EXERCISE PROMPT
I need all the entries repeated exactly as written.

Source records
******

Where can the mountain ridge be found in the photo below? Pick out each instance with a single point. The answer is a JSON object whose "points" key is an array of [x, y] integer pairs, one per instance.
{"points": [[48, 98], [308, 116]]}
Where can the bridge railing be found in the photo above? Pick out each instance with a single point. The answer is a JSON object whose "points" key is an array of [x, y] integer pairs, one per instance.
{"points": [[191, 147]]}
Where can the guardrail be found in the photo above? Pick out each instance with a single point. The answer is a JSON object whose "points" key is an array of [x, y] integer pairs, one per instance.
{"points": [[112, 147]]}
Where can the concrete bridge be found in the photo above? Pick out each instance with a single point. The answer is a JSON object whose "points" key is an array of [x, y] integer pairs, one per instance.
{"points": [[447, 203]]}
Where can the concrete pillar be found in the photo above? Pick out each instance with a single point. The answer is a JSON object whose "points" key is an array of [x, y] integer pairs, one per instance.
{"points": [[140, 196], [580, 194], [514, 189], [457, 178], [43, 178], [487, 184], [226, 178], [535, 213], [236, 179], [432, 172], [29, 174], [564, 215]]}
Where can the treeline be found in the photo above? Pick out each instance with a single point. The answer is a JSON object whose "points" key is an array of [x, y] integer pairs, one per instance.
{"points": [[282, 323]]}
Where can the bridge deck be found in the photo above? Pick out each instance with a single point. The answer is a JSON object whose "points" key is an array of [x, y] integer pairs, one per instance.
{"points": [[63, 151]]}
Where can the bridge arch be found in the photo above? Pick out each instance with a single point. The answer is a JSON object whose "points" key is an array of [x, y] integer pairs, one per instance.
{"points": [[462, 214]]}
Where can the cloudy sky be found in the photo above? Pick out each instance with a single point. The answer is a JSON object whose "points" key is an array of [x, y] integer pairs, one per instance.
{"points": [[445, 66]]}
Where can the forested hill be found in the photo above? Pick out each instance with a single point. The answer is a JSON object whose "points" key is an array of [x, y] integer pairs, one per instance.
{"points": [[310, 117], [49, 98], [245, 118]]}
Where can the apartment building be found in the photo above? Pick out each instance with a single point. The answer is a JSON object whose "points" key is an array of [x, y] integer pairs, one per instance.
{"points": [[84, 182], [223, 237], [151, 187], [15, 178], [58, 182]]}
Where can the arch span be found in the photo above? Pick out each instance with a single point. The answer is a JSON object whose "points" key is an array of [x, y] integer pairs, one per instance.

******

WRITTEN SOLUTION
Where can the mountain ridge be found in the photo below? Pick out each instance with a single point. The answer is a JSON object whose "points" key is an array of [x, y] integer pairs, one per instance.
{"points": [[48, 98], [308, 116]]}
Where can the bridge railing be found in the photo above? Pick out each instance with a single point. The answer is a JSON object whose "points" key is an array of [x, y] integer pairs, one per instance.
{"points": [[191, 147]]}
Where can the guardrail be found in the photo above? Pick out each instance with a single point. The answer is a JSON object whose "points" key is an array of [x, y] integer pairs, one per instance.
{"points": [[112, 147]]}
Where can the concrete bridge be found in the photo above? Pick out each instance with a single point. The answer is a JSON object whose "points" key is an array of [x, y] integer pairs, one per instance.
{"points": [[447, 203]]}
Where can the concrete pillar be found in the photo above? Pick out each instance with a single point. The answer is a JSON object whose "points" key is an array of [x, y] integer pairs, one per instance.
{"points": [[140, 196], [580, 194], [514, 189], [457, 178], [43, 178], [487, 184], [226, 178], [535, 213], [236, 179], [432, 172], [29, 174], [564, 215]]}
Where can the treeline be found in the photo above? Pick out each instance with a single point. The answer is a JSON object whose "points" key is an array of [x, y] integer pairs, one per instance.
{"points": [[282, 323]]}
Where can the bridge deck be found in the photo above? Pick out each instance with a single point. The answer is a JSON object whose "points" key is an array of [x, y] integer pairs, one per instance.
{"points": [[63, 151]]}
Where can the bridge arch be found in the photo above? Pick out each instance with a single point. The answer is a JSON object whose "points" key is an array of [x, y] integer pairs, one per instance.
{"points": [[462, 214]]}
Where can the cloudy sky be found in the photo above? Pick out each instance with a single point. The answer is a JSON object whose "points" key is an array of [x, y] integer pairs, one per instance.
{"points": [[445, 66]]}
Where can the forested hill be found in the photo above? Pick out each instance with a single point. The answer is a JSON object whose "points" key is an array of [x, y] integer pairs, one per instance.
{"points": [[310, 117], [49, 98], [245, 118]]}
Where can the apartment building be found in the photo above? Pick out each instance with a single point. The answer is a JSON object whose "points" key is an array of [x, y] integer pairs, one per instance.
{"points": [[84, 182], [223, 237], [151, 187], [15, 178], [58, 182]]}
Where can the arch span be found in the photo above? Pick out each instance with a single point. The answer is a JSON object whose "points" key is an array of [x, y] integer pairs, one per instance.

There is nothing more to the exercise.